### What you have to do
Collect every line of the records that contains the word "dark", and copy each one out in full.

### Material for the task
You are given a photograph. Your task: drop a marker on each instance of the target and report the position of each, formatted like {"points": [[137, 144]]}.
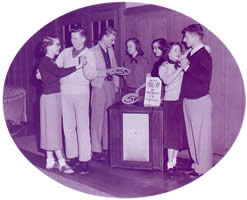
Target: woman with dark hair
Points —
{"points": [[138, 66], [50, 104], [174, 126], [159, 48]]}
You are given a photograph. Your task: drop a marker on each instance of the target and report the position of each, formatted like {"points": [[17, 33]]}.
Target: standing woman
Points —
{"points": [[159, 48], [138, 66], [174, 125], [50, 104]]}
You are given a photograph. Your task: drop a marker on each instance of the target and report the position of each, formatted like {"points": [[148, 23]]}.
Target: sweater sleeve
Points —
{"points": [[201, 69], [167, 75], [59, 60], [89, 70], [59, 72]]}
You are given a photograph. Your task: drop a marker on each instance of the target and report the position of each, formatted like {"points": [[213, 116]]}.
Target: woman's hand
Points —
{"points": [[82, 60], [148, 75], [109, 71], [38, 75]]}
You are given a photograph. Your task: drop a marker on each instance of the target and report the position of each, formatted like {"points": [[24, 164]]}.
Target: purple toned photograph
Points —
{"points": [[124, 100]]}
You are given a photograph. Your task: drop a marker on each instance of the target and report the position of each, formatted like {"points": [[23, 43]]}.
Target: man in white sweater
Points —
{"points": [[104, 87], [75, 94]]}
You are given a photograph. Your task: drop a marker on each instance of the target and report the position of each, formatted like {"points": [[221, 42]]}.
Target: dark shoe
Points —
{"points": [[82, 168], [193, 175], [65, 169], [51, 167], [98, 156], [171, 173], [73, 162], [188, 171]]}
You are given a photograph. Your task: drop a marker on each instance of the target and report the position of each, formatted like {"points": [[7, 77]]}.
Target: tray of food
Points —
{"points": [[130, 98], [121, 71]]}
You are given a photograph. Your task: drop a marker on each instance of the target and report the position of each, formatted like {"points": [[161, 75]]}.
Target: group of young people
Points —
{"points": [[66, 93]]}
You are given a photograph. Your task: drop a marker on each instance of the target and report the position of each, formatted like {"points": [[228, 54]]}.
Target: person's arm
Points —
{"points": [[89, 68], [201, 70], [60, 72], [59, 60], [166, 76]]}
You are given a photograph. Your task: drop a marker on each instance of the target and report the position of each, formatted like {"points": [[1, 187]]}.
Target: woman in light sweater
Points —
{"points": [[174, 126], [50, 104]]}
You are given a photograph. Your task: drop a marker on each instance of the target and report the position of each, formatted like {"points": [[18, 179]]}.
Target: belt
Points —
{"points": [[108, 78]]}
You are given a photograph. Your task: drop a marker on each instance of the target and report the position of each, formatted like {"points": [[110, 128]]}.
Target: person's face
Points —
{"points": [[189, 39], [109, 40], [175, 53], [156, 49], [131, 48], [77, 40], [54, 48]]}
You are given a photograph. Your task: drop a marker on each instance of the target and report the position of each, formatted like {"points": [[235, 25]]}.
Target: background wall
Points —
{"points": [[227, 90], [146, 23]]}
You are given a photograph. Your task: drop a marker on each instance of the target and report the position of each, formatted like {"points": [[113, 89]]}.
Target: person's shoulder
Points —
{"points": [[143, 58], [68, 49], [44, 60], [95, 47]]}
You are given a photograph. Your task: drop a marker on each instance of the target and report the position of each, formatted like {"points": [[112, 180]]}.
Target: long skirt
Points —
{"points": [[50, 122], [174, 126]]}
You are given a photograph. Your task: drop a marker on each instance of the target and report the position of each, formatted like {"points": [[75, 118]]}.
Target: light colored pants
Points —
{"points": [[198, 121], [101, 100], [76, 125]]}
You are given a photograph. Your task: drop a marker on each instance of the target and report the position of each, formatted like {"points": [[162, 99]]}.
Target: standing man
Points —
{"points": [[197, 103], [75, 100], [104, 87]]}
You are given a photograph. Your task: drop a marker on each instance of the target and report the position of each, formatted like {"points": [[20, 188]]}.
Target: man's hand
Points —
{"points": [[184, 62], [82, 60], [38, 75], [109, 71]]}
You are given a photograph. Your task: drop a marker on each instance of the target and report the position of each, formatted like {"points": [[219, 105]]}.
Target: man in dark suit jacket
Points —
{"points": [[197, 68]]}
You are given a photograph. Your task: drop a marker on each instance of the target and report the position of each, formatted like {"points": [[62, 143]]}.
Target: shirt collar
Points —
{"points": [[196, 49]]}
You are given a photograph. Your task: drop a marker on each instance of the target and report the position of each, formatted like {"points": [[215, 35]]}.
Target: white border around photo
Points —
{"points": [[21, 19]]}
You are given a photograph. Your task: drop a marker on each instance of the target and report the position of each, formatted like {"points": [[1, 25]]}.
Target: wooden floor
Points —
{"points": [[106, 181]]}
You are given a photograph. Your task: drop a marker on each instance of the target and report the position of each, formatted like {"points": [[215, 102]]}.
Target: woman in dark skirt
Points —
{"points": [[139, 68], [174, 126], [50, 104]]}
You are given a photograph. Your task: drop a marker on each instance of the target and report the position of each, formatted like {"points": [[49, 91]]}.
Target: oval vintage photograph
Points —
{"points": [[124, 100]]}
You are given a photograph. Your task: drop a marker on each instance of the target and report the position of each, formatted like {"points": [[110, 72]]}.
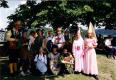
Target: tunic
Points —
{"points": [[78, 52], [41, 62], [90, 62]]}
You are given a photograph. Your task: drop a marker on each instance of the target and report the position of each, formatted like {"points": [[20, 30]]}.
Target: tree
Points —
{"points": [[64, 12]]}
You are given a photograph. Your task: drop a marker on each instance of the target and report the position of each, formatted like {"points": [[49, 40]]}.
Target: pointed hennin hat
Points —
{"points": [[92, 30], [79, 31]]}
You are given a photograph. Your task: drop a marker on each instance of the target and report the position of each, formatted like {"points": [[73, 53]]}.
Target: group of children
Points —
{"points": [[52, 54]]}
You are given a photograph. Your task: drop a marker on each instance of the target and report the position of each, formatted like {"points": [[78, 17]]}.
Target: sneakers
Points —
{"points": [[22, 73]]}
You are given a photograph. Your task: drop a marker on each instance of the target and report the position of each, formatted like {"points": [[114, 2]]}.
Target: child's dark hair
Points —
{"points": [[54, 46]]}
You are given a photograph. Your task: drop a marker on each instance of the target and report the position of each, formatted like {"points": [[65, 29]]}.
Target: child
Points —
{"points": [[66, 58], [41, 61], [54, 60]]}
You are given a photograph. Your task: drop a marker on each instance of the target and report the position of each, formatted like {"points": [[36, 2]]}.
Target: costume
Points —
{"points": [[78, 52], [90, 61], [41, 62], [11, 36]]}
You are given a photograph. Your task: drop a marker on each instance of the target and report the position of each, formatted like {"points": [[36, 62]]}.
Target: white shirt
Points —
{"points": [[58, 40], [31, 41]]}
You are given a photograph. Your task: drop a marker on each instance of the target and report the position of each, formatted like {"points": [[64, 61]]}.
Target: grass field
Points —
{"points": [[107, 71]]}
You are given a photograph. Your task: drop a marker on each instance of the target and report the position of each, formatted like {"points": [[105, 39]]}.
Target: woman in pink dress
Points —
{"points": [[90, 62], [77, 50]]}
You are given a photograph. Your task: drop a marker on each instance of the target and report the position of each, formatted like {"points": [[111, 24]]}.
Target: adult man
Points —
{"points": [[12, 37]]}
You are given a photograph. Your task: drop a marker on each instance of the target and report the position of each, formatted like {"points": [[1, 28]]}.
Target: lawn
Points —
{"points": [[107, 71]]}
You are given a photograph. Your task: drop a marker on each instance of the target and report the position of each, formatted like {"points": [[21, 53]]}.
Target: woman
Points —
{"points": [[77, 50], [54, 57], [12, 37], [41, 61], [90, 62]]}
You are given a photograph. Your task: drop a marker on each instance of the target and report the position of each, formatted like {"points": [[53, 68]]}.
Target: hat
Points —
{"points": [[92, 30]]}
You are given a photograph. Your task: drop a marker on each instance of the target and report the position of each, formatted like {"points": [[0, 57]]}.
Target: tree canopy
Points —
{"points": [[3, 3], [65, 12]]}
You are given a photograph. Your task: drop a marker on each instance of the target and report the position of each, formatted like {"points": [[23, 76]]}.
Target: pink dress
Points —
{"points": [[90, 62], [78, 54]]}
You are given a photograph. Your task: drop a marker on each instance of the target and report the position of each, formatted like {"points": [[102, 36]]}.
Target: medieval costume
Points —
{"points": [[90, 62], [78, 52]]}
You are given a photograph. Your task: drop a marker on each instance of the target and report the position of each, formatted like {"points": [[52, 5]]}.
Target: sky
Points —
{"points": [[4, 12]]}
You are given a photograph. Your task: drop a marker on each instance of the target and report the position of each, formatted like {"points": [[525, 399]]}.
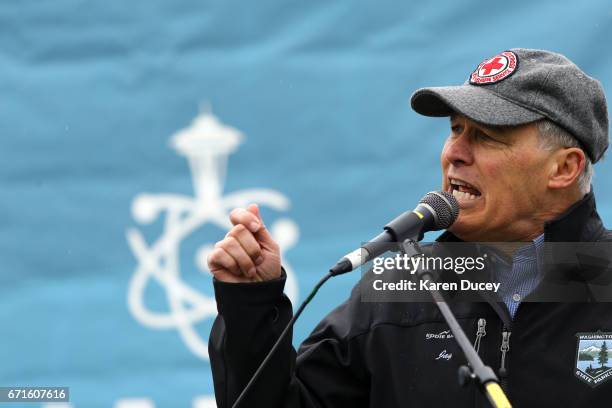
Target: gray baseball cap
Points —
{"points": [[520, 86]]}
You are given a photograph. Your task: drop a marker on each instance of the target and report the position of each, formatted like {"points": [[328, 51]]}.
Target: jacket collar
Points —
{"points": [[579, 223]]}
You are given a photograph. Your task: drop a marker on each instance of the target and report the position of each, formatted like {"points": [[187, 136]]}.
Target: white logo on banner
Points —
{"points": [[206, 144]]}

--

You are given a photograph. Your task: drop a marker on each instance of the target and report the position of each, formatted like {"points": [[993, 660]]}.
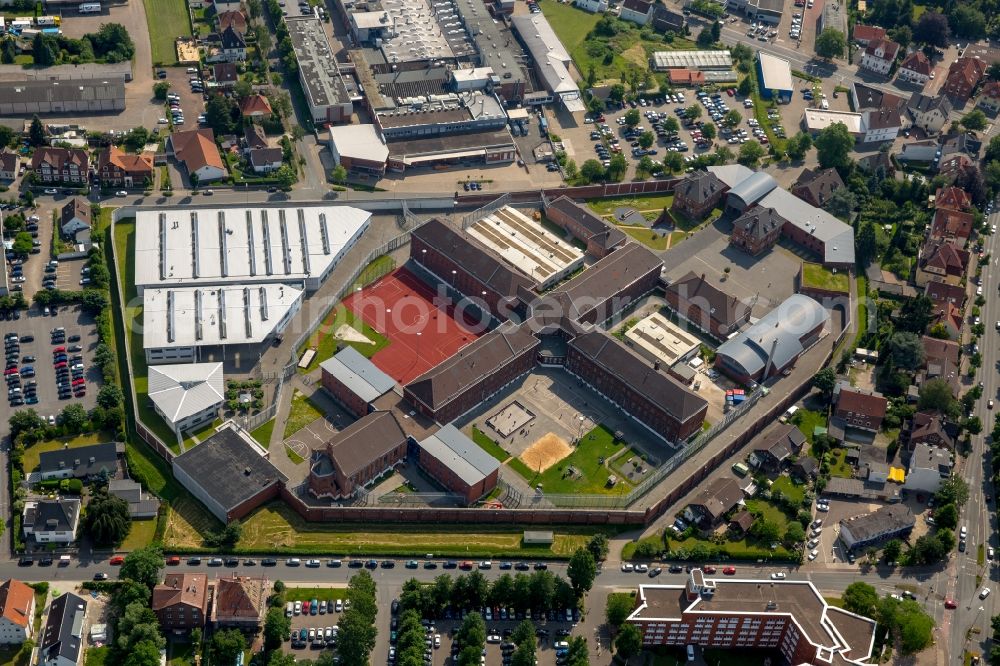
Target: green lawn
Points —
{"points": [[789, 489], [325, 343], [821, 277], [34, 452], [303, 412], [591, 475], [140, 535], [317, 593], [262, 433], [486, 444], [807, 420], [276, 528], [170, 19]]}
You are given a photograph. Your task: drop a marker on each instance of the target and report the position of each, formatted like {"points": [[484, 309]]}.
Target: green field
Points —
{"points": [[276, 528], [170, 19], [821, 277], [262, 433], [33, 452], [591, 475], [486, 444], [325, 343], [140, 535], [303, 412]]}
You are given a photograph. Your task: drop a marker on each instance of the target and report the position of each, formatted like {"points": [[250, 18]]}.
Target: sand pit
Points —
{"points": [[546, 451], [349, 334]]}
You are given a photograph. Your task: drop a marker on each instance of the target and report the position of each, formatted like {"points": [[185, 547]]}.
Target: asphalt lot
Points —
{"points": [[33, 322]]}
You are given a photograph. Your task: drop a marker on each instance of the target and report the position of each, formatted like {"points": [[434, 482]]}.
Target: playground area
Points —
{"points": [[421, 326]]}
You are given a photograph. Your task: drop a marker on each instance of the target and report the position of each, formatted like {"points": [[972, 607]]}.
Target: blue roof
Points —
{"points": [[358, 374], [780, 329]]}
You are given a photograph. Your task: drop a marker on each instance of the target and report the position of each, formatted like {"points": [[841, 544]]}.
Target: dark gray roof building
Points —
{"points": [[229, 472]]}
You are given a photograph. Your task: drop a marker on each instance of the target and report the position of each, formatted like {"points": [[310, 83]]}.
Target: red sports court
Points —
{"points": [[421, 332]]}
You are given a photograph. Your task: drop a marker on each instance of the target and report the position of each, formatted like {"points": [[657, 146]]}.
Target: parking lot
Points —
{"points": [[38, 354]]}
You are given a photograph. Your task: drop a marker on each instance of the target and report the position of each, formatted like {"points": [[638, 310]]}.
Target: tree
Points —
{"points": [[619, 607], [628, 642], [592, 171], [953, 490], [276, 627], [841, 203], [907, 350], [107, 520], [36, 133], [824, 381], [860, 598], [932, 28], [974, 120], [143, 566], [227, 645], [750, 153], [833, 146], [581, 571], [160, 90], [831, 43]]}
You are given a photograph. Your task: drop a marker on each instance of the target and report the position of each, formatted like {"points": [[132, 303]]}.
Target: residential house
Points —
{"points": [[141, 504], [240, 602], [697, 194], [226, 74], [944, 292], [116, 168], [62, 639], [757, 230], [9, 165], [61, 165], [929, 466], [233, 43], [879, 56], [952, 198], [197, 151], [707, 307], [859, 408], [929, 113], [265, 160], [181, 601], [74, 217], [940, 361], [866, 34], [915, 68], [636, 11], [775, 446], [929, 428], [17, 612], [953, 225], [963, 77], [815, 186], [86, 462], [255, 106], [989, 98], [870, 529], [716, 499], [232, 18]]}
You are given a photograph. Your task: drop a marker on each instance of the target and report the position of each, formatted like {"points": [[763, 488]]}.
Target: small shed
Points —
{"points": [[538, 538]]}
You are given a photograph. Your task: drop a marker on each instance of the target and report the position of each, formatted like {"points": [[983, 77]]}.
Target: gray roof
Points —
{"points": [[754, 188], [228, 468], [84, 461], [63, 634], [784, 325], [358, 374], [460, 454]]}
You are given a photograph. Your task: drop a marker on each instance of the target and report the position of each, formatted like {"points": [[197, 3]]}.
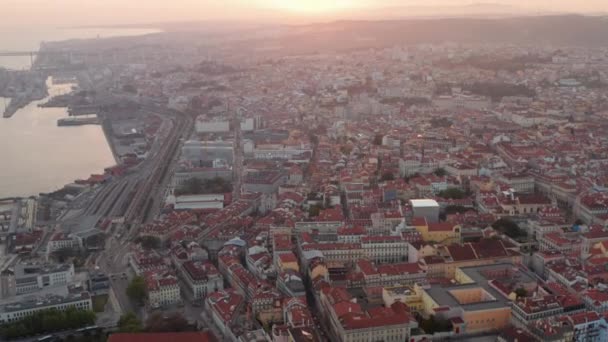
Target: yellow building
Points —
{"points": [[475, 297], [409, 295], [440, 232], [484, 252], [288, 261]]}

### Correct answer
Target: woman with dark hair
Target: dark shoe
Target: man in dark suit jacket
Target: woman in dark skirt
Target: child's dark hair
Target: dark gray roof building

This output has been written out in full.